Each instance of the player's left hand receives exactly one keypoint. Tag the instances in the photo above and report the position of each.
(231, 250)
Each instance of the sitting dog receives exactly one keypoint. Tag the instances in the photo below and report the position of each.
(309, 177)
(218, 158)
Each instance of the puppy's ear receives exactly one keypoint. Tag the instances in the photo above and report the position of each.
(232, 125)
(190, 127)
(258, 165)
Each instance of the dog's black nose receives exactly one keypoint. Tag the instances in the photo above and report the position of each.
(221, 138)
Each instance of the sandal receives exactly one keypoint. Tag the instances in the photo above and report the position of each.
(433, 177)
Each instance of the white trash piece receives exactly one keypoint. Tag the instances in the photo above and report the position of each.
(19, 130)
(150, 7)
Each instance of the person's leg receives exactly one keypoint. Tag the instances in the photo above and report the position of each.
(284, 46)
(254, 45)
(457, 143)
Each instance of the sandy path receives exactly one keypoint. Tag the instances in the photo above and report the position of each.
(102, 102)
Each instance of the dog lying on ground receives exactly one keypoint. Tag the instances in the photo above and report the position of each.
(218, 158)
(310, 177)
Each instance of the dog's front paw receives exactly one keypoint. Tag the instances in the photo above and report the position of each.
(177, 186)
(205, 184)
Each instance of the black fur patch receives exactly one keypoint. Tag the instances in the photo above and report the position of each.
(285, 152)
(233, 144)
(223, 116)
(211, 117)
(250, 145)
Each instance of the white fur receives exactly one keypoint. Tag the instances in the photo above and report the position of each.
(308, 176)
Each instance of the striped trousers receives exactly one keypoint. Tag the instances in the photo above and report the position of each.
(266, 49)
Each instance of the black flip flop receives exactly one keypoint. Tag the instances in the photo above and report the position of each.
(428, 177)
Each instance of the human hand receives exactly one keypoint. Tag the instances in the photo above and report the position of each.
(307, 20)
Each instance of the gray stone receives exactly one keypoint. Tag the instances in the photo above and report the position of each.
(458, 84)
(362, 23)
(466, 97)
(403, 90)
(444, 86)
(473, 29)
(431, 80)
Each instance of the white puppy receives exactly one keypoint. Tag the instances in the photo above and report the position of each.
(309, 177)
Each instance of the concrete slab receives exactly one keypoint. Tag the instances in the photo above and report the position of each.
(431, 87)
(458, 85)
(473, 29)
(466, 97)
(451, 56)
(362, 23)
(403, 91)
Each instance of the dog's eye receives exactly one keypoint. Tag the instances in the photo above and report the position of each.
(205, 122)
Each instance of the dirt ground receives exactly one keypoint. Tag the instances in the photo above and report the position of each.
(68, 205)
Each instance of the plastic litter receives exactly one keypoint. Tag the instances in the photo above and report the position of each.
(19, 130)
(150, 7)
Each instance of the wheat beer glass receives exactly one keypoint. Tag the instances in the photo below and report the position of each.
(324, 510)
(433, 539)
◆ ◆ ◆ ◆ ◆
The records above need to be returned in full, with nothing altered.

→ **COMPLETED TASK**:
Each instance of the player's left hand receives exactly one keypoint. Tag the instances in the photo above and report the position of each.
(231, 250)
Each instance of the sitting dog receives exactly one keypoint. Tag the instances in the photo below and report the position of each.
(309, 177)
(218, 158)
Each instance of the puppy's ear receives exactly one keypoint. Tag the instances in the photo above and report the position of each.
(232, 125)
(190, 127)
(258, 165)
Each instance of the dog's black nose receives exactly one keypoint. Tag the instances in the photo above and report the position of each.
(221, 138)
Each instance of the sandal receives exactly one keypoint. Tag the instances in the photo above and report the position of each.
(433, 177)
Each instance of the white trash piece receives exactly one keypoint. Tag the instances in the photo above and report the position of each.
(19, 130)
(150, 7)
Each instance of the person's leg receives exactly one keypoint. Tag the instances in the photo above and report the position of each.
(284, 46)
(254, 45)
(457, 143)
Each instance of the sandy path receives exactly one keypoint. Tag the instances in the photo above and report the position of each.
(102, 102)
Each instance of the dog lying on ground receives exactly one keypoint. Tag the instances in the photo above and report the position of each.
(218, 158)
(310, 177)
Each instance of the dog's front paw receives exactly one keypoint. Tag the instances in the photo above and report the position of each.
(177, 186)
(205, 184)
Each instance of the black fur patch receives exactly one keypoint. Tag the instances in the photo above and report the position of each.
(285, 152)
(233, 144)
(223, 116)
(211, 117)
(250, 145)
Each instance of the white fur receives exactly one keypoint. Tag the instances in the photo above and report the position of each.
(308, 176)
Each instance of the striped trousers receives exactly one keypoint. Tag the instances in the photo above and report the position of each.
(266, 49)
Each instance of the black flip flop receives exactly one keypoint. Tag the instances in the photo above and report the position of each.
(428, 177)
Each instance of the human hand receives exactly one keypoint. Tag the instances in the photo above and report the position of each.
(307, 20)
Each instance of the gray stone receives exactly one keypoint. Tag the instances in the photo above and report the position of each.
(458, 84)
(362, 23)
(466, 97)
(403, 90)
(444, 86)
(473, 29)
(431, 80)
Each instance of the white puppy receives exactly one keypoint. Tag the instances in the photo above and report the position of each.
(309, 177)
Each instance of the concrete slab receives exactly one keypoint. Tag the instances in the photo above and report the position of each.
(431, 87)
(458, 85)
(473, 29)
(466, 97)
(451, 56)
(362, 23)
(403, 91)
Each instance of the dog's eye receives exactly one keypoint. Tag the instances in the photo above and report the position of each.
(205, 122)
Each instance of the dirt ground receives exactly one keypoint. Tag the instances in the photo above and report the position of each.
(68, 205)
Each instance of the plastic litter receives exactly one keypoint. Tag the instances in the photo above and report the position of each.
(19, 130)
(150, 7)
Each instance of the wheat beer glass receives exactly one keypoint. Tag the instances in the photo below and report the position of each.
(324, 510)
(433, 539)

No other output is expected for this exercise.